AIM OF THE TASK => Only the lines below, from the one with "box: [0, 300, 288, 510]" through the one with "513L279 504L0 309ZM284", are to be written out, exactly.

━━━━━━━━━━━━━━━━━━━━━━━━━━━━━━

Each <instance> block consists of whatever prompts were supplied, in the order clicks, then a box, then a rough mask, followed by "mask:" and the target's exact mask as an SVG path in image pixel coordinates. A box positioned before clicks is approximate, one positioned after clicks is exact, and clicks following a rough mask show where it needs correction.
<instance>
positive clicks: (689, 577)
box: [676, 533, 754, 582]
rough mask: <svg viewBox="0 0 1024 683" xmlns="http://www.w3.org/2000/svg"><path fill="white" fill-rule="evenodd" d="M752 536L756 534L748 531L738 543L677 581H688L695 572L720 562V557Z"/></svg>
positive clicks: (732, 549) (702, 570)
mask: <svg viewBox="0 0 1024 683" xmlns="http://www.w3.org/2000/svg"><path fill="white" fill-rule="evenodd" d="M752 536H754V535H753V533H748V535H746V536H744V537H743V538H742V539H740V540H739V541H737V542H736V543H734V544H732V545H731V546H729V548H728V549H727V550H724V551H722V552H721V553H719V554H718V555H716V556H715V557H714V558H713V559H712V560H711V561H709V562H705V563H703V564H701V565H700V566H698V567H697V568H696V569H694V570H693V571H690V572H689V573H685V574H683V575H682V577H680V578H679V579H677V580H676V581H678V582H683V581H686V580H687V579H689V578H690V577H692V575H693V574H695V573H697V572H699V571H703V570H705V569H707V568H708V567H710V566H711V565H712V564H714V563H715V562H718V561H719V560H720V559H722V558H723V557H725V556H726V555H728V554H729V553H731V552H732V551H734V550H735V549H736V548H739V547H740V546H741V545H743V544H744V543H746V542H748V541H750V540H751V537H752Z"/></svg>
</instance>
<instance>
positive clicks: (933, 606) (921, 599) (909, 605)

━━━━━━━━━━━━━━━━━━━━━━━━━━━━━━

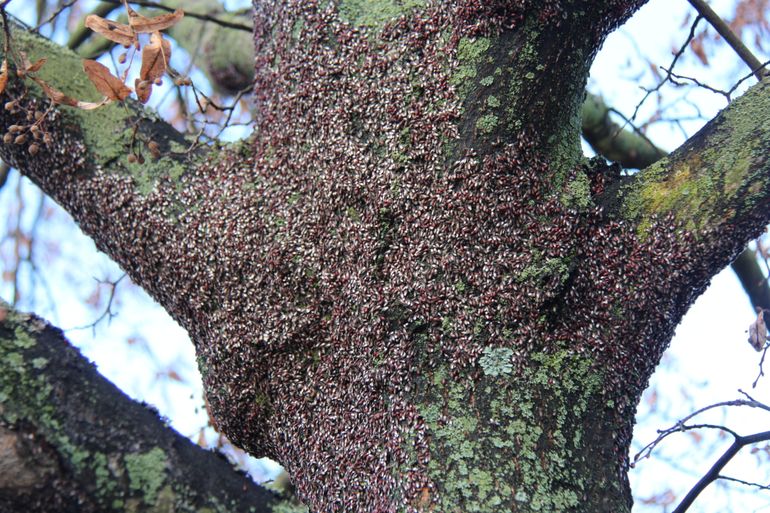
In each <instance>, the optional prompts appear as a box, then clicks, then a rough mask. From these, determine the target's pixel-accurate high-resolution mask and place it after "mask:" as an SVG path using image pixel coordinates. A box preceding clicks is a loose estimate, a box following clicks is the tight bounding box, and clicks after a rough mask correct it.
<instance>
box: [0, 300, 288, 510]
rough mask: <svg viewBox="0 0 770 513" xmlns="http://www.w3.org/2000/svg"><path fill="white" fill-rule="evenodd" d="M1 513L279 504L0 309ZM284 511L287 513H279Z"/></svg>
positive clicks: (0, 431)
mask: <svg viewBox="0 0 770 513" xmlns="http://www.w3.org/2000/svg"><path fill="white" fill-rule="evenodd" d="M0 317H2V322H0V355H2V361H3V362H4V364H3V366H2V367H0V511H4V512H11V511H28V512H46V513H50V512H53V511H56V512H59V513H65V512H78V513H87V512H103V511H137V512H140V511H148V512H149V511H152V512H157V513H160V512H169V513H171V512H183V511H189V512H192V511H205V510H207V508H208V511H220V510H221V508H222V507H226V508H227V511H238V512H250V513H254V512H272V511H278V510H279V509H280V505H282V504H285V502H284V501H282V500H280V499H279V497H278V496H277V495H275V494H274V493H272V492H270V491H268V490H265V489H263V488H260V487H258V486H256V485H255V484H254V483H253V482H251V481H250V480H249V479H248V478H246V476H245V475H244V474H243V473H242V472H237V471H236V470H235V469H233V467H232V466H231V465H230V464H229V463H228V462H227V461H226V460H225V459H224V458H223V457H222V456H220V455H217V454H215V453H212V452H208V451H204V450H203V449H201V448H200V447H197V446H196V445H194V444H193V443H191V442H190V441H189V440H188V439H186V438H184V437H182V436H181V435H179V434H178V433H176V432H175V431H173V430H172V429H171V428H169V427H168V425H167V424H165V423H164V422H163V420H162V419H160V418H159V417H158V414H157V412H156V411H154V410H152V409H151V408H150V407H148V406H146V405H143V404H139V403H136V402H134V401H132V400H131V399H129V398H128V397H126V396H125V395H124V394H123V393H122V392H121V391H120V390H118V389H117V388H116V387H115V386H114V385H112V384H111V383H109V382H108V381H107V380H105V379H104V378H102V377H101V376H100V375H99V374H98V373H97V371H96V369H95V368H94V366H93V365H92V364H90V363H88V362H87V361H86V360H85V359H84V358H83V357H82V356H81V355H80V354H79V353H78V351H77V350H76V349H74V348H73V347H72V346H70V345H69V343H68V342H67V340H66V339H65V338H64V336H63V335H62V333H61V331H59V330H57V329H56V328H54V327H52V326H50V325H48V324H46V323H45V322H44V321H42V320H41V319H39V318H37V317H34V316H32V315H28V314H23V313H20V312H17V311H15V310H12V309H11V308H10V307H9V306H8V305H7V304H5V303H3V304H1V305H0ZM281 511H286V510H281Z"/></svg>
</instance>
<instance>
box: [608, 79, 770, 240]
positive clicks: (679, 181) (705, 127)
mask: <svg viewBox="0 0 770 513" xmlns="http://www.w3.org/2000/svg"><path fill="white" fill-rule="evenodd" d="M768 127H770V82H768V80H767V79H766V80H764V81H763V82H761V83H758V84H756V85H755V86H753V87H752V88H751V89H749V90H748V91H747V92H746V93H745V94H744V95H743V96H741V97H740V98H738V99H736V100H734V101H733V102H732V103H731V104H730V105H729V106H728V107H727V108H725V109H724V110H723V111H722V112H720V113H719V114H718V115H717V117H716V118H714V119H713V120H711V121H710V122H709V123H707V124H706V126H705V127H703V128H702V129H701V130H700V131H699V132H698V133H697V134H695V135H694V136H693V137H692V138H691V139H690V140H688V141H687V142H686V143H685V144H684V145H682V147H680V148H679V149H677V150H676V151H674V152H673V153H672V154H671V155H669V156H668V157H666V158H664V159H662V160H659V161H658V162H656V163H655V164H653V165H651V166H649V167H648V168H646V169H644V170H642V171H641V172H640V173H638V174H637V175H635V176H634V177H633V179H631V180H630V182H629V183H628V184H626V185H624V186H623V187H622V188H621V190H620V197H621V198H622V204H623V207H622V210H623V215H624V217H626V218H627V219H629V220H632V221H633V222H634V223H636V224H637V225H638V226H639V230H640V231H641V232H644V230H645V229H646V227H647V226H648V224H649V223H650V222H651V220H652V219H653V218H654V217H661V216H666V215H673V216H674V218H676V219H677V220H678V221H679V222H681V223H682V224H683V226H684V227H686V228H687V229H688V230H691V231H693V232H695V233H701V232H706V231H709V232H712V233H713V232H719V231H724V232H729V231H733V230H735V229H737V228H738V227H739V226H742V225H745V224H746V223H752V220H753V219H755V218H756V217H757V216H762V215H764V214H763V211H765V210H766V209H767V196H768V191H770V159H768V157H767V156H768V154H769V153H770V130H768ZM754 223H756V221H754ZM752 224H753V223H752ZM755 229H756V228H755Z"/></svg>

━━━━━━━━━━━━━━━━━━━━━━━━━━━━━━

RESULT FOR THIS TASK =>
box: [0, 300, 288, 510]
rough mask: <svg viewBox="0 0 770 513" xmlns="http://www.w3.org/2000/svg"><path fill="white" fill-rule="evenodd" d="M1 513L279 504L0 309ZM284 511L287 513H279Z"/></svg>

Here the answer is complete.